[Entries from a dataset]
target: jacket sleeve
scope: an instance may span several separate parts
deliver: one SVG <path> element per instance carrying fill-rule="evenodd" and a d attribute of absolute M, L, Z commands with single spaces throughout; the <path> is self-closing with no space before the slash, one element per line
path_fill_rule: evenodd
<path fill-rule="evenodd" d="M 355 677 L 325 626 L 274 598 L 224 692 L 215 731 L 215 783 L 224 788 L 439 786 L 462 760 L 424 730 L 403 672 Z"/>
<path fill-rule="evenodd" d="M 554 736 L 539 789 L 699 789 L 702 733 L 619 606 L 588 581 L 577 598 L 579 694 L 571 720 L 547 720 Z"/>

## Exercise task
List each line of the material that contains the word "instance".

## The result
scope: an instance may span several separate parts
deliver: one SVG <path> element per instance carrying fill-rule="evenodd" and a d attribute of absolute M, L, Z commands with single spaces throughout; the <path> is self-closing with no space before the slash, one element per line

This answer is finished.